For a project of mine, I want to analyse around 2 TB of Protobuf objects. I want to consume these objects in a Pig Script via the "elephant bird" library. However it is not totally clear to my how to write a file to HDFS so that it can be consumed by the ProtobufPigLoader class.
This is what I have:
Pig script:
register ../fs-c/lib/*.jar // this includes the elephant bird library
register ../fs-c/*.jar
raw_data = load 'hdfs://XXX/fsc-data2/XXX*' using com.twitter.elephantbird.pig.load.ProtobufPigLoader('de.pc2.dedup.fschunk.pig.PigProtocol.File');
Import tool (parts of it):
def getWriter(filenamePath: Path) : ProtobufBlockWriter[de.pc2.dedup.fschunk.pig.PigProtocol.File] = {
val conf = new Configuration()
val fs = FileSystem.get(filenamePath.toUri(), conf)
val os = fs.create(filenamePath, true)
val writer = new ProtobufBlockWriter[de.pc2.dedup.fschunk.pig.PigProtocol.File](os, classOf[de.pc2.dedup.fschunk.pig.PigProtocol.File])
return writer
}
val writer = getWriter(new Path(filename))
val builder = de.pc2.dedup.fschunk.pig.PigProtocol.File.newBuilder()
writer.write(builder.build)
writer.finish()
writer.close()
The import tool runs fine. I had a few problems with the ProtobufPigLoader because I cannot use the hadoop-lzo compression library, and without a fix (see here) ProtobufPigLoader isn't working. The problem where I have problems is that DUMP raw_data;
returns Unable to open iterator for alias raw_data
and ILLUSTRATE raw_data;
returns No (valid) input data found!
.
For me, it looks like the ProtobufBlockWriter data cannot be read by the ProtobufPigLoader. But what to use instead? How to write data in a external tool to HDFS so that it can be processed by ProtobufPigLoader.
Alternative question: What to use instead? How to write pretty large objects to Hadoop to consume it with Pig? The objects are not very complex, but contain a large list of sub-objects in a list (repeated field in Protobuf).
- I want to avoid any text format or JSON because they are simply to large for my data. I expect that it would bloat up the data by a factor of 2 or 3 (lots of integer, lots of byte strings that I would need to encode as Base64)..
- I want to avoid normalizing the data so that the id of the main object is attached to each of the subobjects (this is what is done now) because this also blows up the space consumption and makes joins necessary in the later processing.
Updates:
- I didn't use the generation of protobuf loader classes, but use the reflection type loader
- The protobuf classes are in a jar that is registered.
DESCRIBE
correctly shows the types.

▸ **Written instruction A**: List every method that the forum post on loading Protobuf data into Pig calls on the writer object.

Stored records
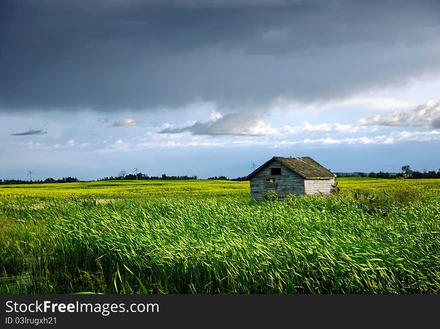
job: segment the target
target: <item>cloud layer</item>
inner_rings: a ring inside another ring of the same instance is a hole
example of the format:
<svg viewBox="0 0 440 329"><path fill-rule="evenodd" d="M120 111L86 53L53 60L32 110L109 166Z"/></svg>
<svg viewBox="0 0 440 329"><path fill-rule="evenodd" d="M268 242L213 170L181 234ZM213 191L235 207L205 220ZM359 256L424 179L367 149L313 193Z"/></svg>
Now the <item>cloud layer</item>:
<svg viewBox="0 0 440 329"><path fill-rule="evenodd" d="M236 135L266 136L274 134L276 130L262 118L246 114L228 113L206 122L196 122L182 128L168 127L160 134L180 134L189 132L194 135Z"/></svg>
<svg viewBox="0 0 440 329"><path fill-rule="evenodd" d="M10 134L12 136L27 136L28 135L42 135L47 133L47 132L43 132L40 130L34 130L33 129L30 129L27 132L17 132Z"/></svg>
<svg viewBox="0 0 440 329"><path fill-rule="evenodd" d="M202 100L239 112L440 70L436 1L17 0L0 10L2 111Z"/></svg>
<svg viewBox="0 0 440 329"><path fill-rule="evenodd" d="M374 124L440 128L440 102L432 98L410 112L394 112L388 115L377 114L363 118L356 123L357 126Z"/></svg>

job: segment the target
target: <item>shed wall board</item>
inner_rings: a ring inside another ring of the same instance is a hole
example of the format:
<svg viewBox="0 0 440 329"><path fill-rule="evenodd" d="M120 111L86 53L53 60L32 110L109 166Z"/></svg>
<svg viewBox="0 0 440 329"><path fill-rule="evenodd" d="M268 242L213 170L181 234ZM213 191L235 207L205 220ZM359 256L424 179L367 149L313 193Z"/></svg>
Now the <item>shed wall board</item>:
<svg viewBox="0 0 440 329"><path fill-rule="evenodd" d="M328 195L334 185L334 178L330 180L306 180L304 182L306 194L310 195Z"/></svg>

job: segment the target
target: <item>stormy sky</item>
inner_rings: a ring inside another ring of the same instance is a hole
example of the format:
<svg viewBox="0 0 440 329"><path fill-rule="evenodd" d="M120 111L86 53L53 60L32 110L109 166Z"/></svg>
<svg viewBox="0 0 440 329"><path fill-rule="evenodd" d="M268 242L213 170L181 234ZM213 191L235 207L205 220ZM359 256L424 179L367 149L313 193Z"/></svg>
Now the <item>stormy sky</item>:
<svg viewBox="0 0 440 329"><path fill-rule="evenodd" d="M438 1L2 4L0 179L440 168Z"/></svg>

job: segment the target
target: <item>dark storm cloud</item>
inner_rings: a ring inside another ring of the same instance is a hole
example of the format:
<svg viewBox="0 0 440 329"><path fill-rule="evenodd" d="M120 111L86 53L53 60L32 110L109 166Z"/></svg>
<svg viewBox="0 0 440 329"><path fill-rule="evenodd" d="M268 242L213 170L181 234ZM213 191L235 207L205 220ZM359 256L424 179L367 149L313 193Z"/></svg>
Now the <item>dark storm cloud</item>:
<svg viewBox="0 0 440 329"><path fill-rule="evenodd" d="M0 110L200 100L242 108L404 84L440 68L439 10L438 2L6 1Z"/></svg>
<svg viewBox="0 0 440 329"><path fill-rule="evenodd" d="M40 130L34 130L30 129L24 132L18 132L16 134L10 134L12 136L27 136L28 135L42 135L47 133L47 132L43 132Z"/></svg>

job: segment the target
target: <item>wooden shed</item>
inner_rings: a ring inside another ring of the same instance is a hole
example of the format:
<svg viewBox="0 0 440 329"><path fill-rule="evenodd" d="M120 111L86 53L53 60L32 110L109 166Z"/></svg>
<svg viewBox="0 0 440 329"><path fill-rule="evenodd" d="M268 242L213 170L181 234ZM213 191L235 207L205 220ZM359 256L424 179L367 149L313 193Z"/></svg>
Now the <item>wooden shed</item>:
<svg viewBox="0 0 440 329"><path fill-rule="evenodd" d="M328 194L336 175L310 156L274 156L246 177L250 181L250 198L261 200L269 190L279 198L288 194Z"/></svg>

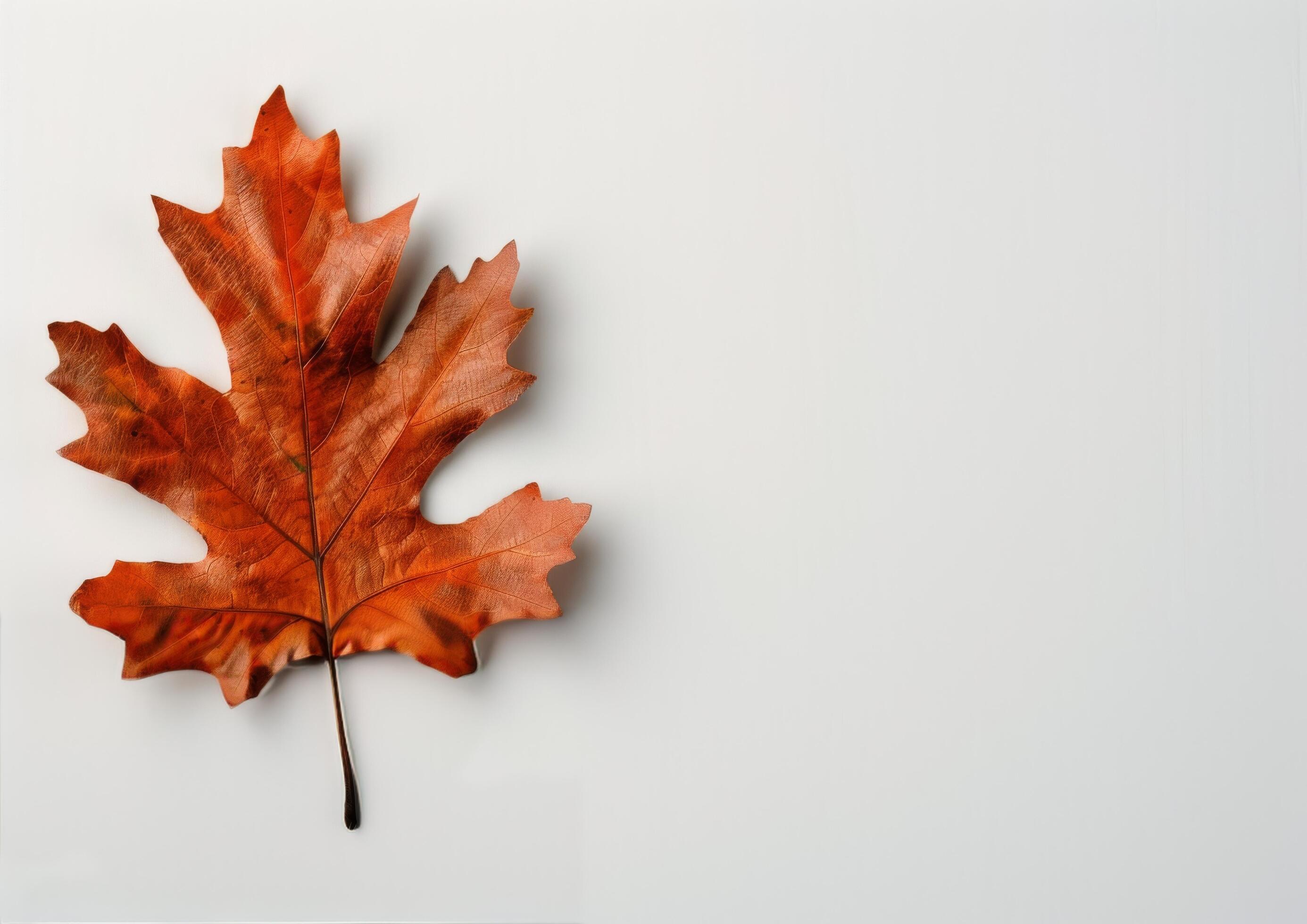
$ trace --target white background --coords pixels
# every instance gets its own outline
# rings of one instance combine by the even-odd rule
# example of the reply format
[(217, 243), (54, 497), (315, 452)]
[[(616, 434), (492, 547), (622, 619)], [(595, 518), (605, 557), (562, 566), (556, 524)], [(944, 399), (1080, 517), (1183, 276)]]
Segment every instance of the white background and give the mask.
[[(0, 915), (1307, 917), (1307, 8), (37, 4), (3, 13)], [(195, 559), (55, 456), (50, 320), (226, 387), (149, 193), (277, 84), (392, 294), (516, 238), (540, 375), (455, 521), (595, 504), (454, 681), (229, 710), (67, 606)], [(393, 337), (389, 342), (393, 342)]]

▸ **Written instruction B**: In the records, starting at the beginning and ending at the line that contains "195L334 185L334 178L330", substitute "outline" for "segment" and give only those lines, with the pictures left out.

▸ **Full solution A**: write, finish, close

▸ **Full solution B**:
job: outline the target
target: <item>cloud layer</item>
inner_rings: a ring inside another ring of the same instance is a hole
example of the format:
<svg viewBox="0 0 440 329"><path fill-rule="evenodd" d="M120 111L86 53L53 60L32 110L109 166Z"/></svg>
<svg viewBox="0 0 440 329"><path fill-rule="evenodd" d="M268 242L213 170L181 234ZM213 191L235 207L205 220ZM359 256L424 179L367 149L313 193Z"/></svg>
Now the <item>cloud layer</item>:
<svg viewBox="0 0 440 329"><path fill-rule="evenodd" d="M236 135L266 136L274 134L276 130L262 118L246 114L228 113L206 122L196 122L182 128L168 127L160 134L180 134L189 132L194 135Z"/></svg>
<svg viewBox="0 0 440 329"><path fill-rule="evenodd" d="M10 134L12 136L27 136L28 135L42 135L47 133L47 132L43 132L40 130L34 130L33 129L30 129L27 132L17 132Z"/></svg>
<svg viewBox="0 0 440 329"><path fill-rule="evenodd" d="M202 100L239 112L440 70L436 1L17 0L0 10L2 111Z"/></svg>
<svg viewBox="0 0 440 329"><path fill-rule="evenodd" d="M374 124L440 128L440 102L432 98L410 112L394 112L388 115L377 114L363 118L356 123L357 126Z"/></svg>

job: outline the target
target: <item>shed wall board</item>
inner_rings: a ring inside another ring of the same instance is a hole
example of the format:
<svg viewBox="0 0 440 329"><path fill-rule="evenodd" d="M120 111L86 53L53 60L32 110L109 166Z"/></svg>
<svg viewBox="0 0 440 329"><path fill-rule="evenodd" d="M268 242L213 170L181 234ZM213 191L235 207L205 220ZM359 256L424 179L367 149L313 193Z"/></svg>
Now the <item>shed wall board</item>:
<svg viewBox="0 0 440 329"><path fill-rule="evenodd" d="M328 195L334 185L334 178L330 180L306 180L304 182L306 194L310 195Z"/></svg>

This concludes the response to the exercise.